(Point placement records)
+---+

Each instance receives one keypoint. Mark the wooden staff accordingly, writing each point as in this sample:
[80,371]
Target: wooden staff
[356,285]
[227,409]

+---+

» **To do**
Reproduce every line of the records above without changing a single character.

» **Correct response**
Each instance receives one keypoint. Mark the wooden staff accordingly, writing each point as in this sample:
[80,371]
Target: wooden staff
[356,285]
[227,409]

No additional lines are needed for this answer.